> _EXERCISE TASK_
Reproduce the part of the material that opens at its very beginning and closes with the line containing "point(304, 183)", keeping every line. Shift the coordinates on each line that holds only a point by adding 37 to both numbers, and leave all other lines unchanged.

> _AVAILABLE RECORDS_
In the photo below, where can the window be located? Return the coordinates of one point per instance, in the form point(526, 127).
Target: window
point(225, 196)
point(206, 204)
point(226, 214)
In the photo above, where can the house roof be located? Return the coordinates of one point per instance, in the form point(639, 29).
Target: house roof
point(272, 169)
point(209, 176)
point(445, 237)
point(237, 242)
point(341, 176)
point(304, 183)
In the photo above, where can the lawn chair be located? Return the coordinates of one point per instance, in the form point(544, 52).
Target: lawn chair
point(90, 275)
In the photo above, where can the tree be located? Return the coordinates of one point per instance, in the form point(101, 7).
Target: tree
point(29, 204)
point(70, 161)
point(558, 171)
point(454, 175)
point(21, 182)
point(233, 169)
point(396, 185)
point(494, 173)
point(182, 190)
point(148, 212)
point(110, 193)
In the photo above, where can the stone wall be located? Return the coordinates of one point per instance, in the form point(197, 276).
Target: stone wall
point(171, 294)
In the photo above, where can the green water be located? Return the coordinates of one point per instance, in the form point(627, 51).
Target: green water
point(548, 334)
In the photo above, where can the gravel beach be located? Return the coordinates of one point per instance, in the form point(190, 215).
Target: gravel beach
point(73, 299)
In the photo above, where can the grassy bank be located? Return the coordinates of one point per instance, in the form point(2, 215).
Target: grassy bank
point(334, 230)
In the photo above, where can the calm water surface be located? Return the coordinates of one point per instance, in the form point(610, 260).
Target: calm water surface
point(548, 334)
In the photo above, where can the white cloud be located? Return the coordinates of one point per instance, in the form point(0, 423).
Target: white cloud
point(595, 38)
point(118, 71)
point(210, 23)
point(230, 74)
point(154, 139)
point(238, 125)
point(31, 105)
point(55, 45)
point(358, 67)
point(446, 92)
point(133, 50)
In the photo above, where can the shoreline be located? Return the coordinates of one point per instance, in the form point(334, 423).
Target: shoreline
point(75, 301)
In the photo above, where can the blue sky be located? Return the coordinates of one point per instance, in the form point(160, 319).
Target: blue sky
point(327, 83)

> _OUTPUT OF THE EXERCISE_
In the photo below, where can the window be located? Return the coordinates of one point per instance, in the form point(526, 127).
Target: window
point(262, 233)
point(243, 241)
point(263, 251)
In the photo above, where can the house roof be located? Return the coordinates of one point per instance, in the form point(639, 29).
Target: house roof
point(309, 206)
point(246, 213)
point(482, 274)
point(274, 279)
point(378, 213)
point(341, 220)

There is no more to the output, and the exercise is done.